I bet it didn't look like that!"
- George Carlin
That's me with pretty much anything I touch. It
invariably tends to fall short of The Bar. Time
was, The Bar was the court of peer review and
originally it was vernacular. By this I mean the
task was commonplace and the outcome based on rote
criteria. Your roof was thatched because that was
the available material and the technique was an
everyman skill, etc, etc.
There is a danger of this becoming parochial. I
remember a cartoon - was it The Far Side? - where
the authorities were leading someone off in the
dead of night. In a neighborhood of beige houses
with grey roofs, he had just got done painting the
mother pink.
I worked in the hobby industry for years. For most
of that time Athern was the standard HO scale box
car. It was a prepainted "shake the box" kit. Add
some chalks and you had a respectable model to add
to your layout. There were always 'craftsman' kits
available in wood or Sterne that a driven
modeler could lavish hours on if that was their
thing but they were the exception and given
everyone has finite time for play, most didn't go
this route.

| Records supplied |

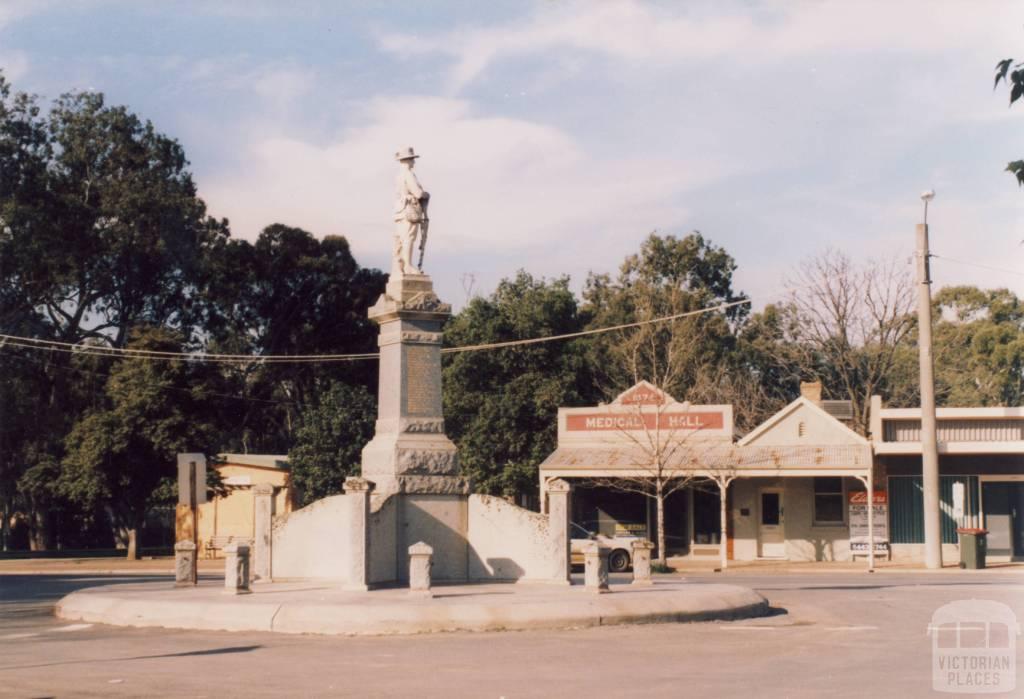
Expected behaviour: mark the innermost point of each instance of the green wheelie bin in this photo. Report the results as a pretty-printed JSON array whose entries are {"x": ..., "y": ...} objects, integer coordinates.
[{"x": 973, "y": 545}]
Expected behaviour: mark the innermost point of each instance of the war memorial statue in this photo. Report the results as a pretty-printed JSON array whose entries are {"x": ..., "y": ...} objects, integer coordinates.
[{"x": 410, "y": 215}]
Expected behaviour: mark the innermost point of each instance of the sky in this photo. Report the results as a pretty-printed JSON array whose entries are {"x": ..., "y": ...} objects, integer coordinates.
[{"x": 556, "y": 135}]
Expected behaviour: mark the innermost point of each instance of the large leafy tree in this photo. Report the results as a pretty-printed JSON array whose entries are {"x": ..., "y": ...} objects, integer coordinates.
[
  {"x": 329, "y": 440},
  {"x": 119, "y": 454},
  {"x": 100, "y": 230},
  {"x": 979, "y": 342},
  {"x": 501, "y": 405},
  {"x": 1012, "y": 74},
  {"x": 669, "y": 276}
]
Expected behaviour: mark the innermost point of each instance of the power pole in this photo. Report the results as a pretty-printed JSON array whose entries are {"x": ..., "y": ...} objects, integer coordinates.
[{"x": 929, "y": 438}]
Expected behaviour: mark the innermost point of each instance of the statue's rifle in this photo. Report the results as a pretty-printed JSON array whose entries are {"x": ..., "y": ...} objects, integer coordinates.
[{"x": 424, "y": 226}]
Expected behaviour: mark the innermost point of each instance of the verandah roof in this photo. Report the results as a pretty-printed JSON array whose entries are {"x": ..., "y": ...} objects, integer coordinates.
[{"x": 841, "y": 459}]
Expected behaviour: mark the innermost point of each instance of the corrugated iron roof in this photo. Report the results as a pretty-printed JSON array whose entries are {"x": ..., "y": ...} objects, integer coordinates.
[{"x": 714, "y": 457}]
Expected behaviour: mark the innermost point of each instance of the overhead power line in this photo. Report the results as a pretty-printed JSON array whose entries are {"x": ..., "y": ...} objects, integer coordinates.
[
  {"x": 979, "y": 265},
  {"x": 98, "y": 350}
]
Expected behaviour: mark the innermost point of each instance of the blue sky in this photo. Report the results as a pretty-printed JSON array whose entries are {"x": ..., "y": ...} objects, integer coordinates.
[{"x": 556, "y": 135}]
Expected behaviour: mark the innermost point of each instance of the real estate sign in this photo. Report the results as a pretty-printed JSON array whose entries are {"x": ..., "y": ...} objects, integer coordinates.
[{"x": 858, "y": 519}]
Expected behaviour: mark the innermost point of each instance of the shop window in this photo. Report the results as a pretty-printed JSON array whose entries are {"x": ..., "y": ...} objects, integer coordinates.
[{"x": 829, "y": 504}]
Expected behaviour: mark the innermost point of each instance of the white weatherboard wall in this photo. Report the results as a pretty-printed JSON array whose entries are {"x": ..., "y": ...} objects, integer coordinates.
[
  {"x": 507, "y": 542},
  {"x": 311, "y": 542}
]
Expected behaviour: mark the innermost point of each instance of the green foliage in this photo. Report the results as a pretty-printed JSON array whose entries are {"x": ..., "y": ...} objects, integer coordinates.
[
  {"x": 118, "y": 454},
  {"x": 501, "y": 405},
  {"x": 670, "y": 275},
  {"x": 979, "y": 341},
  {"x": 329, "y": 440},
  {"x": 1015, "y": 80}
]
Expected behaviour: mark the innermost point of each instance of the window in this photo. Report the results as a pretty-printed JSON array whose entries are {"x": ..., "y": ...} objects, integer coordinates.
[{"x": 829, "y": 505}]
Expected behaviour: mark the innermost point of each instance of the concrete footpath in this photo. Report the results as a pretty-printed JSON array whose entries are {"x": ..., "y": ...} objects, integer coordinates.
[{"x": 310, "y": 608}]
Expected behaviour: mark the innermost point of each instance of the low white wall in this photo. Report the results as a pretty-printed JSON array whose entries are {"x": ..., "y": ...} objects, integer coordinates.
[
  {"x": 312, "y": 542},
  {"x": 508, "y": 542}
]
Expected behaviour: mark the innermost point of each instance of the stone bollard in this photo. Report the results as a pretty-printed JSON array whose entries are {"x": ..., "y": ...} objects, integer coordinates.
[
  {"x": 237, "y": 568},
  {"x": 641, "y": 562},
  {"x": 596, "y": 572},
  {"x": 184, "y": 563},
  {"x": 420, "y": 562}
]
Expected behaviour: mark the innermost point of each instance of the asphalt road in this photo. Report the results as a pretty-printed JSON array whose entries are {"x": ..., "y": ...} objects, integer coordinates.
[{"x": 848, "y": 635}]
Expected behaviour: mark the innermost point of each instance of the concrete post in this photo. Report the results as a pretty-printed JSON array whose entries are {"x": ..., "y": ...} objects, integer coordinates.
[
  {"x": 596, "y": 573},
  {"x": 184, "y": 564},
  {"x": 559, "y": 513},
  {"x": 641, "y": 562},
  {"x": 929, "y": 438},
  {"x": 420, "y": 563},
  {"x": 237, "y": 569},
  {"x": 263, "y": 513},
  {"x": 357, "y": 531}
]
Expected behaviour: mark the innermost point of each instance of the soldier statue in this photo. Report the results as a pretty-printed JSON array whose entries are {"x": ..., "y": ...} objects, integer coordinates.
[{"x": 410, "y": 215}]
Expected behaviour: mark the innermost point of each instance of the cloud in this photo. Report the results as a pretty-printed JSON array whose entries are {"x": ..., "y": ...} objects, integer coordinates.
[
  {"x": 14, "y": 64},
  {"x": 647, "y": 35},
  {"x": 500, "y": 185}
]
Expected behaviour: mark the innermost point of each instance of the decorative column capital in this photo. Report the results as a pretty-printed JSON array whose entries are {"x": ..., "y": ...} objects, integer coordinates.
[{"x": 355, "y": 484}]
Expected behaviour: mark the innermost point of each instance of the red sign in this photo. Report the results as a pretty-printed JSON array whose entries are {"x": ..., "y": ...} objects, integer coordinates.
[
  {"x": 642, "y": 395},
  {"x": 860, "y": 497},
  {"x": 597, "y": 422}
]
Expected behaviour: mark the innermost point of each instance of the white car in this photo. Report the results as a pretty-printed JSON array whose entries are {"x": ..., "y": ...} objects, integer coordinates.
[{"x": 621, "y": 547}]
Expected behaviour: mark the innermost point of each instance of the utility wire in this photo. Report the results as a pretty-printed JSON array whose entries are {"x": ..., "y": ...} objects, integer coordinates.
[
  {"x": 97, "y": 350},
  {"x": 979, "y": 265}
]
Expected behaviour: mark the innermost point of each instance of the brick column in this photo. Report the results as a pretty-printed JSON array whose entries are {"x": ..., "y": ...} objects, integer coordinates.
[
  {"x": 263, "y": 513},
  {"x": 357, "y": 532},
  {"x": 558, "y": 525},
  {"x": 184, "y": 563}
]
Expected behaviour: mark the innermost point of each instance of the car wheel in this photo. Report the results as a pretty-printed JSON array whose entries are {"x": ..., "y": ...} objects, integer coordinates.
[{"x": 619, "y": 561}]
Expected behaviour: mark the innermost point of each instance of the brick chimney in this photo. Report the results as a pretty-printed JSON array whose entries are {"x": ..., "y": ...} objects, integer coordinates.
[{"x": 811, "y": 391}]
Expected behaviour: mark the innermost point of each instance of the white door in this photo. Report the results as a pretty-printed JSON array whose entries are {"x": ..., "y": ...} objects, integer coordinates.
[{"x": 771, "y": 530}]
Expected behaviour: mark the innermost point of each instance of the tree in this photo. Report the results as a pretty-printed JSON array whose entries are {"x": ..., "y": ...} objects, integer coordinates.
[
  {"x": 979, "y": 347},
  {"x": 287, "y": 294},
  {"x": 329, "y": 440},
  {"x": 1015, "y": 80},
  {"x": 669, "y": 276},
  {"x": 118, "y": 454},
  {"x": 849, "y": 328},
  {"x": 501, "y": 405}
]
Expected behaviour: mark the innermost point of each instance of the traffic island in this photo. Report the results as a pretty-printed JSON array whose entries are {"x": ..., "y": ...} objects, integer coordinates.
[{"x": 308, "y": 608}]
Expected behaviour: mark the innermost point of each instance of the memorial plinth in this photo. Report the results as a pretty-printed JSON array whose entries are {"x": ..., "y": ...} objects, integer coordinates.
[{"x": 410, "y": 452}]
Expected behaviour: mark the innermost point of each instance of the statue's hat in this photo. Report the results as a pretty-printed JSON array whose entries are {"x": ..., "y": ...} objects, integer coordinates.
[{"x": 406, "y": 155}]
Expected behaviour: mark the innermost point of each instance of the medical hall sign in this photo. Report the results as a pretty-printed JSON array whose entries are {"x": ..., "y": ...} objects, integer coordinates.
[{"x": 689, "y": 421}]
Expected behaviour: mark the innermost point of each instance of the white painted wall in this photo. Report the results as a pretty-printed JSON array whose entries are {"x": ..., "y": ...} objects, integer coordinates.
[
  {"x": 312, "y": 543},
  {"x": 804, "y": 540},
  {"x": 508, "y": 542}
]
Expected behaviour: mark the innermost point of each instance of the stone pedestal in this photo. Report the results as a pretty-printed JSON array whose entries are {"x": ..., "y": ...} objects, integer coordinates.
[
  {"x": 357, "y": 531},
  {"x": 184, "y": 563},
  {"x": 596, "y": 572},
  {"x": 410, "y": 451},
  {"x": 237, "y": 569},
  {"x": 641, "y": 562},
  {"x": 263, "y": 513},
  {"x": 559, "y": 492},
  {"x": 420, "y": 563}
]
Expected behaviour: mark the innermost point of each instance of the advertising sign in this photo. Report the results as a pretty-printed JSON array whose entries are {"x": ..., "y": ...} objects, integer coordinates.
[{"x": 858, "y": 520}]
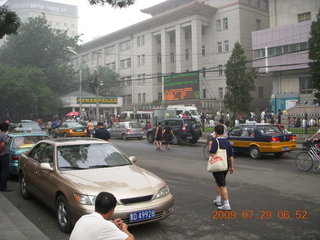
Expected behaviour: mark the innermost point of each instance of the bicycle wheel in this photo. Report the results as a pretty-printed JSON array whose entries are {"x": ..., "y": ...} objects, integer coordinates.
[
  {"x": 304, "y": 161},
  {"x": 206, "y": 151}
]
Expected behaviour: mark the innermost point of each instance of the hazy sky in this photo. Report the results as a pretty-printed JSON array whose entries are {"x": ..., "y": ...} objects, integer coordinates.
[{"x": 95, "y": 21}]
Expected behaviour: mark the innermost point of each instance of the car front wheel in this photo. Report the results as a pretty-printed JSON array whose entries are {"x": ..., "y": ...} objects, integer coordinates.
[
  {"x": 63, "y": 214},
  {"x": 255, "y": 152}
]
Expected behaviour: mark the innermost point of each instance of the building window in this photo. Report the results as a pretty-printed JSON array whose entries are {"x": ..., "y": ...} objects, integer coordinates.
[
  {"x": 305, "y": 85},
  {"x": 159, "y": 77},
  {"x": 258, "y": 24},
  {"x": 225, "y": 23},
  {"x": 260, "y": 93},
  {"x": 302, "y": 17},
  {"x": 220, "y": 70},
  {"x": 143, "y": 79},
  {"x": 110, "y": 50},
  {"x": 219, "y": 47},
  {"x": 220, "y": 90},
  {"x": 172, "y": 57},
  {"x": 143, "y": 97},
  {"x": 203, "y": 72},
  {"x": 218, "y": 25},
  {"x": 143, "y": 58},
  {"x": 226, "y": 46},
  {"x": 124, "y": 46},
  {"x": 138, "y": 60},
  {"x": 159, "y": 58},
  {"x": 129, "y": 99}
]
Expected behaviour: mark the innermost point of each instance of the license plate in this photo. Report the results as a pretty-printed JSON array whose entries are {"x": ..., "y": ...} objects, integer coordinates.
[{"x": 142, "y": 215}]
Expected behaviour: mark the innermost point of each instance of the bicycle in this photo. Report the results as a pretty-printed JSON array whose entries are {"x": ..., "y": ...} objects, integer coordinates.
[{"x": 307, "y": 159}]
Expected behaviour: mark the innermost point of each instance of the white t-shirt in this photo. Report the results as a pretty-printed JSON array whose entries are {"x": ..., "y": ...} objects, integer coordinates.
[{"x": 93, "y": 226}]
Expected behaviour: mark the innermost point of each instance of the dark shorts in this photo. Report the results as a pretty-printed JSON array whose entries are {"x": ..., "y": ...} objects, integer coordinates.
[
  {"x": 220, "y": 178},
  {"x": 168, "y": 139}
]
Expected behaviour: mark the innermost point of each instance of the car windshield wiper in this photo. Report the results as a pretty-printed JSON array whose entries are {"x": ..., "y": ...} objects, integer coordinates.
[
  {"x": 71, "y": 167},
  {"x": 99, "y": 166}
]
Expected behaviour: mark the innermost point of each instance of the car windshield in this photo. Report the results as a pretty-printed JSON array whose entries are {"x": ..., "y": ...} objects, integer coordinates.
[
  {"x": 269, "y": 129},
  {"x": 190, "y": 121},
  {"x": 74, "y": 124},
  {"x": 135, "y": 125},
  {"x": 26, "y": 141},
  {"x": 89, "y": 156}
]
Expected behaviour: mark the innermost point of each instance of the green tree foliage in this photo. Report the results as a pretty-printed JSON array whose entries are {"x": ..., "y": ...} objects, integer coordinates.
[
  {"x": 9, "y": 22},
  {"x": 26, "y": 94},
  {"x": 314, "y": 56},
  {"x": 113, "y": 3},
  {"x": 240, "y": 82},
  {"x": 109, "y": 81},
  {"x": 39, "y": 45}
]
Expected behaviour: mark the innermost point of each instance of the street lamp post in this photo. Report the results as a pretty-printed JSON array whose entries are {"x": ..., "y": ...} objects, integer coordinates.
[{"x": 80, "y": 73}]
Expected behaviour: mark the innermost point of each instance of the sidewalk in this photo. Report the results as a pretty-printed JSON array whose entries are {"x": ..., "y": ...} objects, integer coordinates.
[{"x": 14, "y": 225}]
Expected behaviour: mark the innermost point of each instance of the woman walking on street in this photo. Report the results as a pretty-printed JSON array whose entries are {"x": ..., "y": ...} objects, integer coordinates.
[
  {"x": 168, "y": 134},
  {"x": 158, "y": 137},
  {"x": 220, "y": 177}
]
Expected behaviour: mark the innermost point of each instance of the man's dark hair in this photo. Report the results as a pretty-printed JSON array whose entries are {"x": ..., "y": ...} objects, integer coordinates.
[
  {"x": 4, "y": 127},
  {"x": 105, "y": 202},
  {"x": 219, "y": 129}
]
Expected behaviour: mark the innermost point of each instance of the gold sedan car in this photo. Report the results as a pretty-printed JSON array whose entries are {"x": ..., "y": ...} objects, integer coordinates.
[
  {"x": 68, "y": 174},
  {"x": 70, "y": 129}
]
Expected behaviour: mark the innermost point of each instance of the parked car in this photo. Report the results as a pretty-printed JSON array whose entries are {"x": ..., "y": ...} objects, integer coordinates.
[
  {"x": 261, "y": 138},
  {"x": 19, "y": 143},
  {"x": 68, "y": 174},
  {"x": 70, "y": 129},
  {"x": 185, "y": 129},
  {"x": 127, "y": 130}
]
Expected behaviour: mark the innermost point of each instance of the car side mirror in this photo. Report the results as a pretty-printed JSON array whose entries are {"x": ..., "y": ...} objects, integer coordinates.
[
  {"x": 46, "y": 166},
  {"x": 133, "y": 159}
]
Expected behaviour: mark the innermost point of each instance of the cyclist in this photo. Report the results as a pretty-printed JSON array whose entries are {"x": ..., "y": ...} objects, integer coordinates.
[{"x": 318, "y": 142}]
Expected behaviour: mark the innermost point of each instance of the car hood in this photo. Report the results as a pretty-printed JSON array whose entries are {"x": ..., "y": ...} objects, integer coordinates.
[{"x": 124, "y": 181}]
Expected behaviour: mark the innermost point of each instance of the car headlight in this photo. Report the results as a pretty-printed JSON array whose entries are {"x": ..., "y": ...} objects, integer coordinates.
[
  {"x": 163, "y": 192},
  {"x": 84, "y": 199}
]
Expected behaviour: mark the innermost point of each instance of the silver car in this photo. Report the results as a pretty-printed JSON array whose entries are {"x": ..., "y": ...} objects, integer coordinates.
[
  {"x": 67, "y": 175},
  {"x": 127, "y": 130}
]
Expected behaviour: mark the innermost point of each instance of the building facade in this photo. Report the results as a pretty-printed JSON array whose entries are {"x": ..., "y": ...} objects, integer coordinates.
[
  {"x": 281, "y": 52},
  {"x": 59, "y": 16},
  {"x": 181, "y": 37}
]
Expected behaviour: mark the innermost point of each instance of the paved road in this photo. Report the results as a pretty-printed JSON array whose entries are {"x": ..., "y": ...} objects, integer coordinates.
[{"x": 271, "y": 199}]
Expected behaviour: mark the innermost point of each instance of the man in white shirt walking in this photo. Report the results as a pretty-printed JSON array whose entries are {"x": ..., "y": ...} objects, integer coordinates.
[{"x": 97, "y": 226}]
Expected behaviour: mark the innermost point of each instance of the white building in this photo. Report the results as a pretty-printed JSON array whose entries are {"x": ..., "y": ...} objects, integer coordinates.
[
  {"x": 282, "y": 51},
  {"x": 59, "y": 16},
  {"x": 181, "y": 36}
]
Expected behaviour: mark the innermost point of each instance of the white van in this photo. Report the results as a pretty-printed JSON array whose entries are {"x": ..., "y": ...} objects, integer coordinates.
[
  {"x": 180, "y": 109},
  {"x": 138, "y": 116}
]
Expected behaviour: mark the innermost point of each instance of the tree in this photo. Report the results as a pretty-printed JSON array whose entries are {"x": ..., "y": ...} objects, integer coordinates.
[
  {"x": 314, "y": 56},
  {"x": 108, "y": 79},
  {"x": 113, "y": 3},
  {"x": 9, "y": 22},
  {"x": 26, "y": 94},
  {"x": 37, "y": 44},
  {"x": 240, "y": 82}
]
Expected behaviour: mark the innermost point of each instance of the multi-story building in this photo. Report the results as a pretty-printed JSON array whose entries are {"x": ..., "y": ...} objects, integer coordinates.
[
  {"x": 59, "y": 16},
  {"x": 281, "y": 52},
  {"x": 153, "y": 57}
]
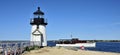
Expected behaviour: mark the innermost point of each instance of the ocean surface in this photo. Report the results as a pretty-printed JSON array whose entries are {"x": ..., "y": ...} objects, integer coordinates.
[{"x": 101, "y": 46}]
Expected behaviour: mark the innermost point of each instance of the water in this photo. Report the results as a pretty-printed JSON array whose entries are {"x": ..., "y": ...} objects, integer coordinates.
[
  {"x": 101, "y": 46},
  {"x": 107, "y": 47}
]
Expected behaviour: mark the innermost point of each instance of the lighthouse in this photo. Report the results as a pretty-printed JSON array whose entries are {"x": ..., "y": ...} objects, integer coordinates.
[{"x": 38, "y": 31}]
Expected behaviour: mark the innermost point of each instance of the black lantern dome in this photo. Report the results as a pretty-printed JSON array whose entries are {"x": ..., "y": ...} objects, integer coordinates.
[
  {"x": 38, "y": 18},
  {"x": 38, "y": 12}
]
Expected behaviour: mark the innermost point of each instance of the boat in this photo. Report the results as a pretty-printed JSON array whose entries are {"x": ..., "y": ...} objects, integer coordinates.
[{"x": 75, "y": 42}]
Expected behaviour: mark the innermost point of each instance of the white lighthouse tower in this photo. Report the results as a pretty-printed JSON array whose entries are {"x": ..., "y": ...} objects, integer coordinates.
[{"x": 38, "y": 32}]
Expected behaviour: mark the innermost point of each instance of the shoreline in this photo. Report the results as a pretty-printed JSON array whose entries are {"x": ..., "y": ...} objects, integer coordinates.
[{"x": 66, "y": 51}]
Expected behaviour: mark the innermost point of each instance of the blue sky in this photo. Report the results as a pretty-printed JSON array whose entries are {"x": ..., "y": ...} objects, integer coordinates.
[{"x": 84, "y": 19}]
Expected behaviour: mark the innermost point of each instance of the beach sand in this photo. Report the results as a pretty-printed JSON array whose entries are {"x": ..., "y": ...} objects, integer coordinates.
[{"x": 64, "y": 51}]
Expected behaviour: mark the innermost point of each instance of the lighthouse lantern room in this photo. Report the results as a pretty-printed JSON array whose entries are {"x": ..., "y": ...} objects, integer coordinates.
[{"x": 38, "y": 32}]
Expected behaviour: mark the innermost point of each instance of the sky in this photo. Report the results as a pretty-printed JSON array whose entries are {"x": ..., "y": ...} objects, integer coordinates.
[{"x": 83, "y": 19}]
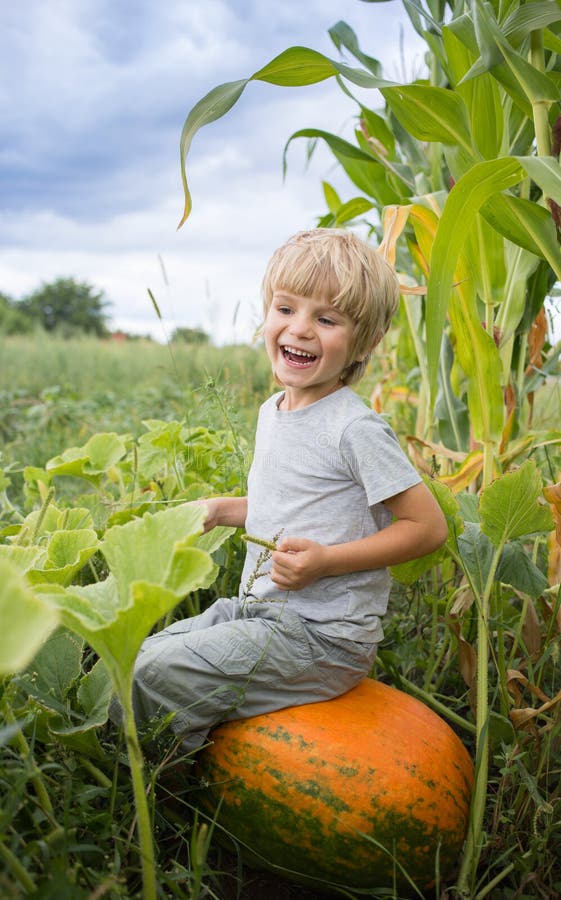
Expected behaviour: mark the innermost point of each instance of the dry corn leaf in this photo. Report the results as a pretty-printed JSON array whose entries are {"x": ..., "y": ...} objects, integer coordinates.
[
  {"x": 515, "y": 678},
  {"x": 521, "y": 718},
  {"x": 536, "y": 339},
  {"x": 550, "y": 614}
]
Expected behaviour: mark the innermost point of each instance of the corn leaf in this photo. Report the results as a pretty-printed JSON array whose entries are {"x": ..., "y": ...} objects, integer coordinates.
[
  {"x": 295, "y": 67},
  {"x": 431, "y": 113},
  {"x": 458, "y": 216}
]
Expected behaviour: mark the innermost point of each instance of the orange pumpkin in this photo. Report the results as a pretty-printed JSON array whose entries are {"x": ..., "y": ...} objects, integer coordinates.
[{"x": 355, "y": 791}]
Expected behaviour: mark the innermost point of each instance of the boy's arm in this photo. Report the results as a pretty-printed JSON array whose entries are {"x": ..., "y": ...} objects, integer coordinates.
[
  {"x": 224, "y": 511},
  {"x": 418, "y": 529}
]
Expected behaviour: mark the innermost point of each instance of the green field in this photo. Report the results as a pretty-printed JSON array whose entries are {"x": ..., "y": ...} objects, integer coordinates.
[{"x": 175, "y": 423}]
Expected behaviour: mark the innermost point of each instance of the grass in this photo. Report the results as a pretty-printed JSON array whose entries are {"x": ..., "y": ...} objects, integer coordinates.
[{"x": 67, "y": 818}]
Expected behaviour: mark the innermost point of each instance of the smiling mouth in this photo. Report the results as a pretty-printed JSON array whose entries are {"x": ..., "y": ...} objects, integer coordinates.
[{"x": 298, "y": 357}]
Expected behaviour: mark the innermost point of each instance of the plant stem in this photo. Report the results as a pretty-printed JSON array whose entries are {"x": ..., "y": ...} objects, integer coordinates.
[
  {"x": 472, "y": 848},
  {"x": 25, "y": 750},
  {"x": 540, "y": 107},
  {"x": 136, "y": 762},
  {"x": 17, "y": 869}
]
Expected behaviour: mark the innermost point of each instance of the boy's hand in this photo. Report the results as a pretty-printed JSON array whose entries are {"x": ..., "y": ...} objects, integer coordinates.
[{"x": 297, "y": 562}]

| Work to be completed |
Decide whether each statement below agrees with the passage given above, answering yes or no and quoting the passage's deciding words. 1. The writer worked in the hobby industry for years. 2. Most modelers chose the craftsman kits. 3. In the cartoon the writer recalls, the neighborhood had white houses with red roofs.

| Solution below |
1. Yes: "I worked in the hobby industry for years."
2. No: "they were the exception and given everyone has finite time for play, most didn't go this route."
3. No: "In a neighborhood of beige houses with grey roofs"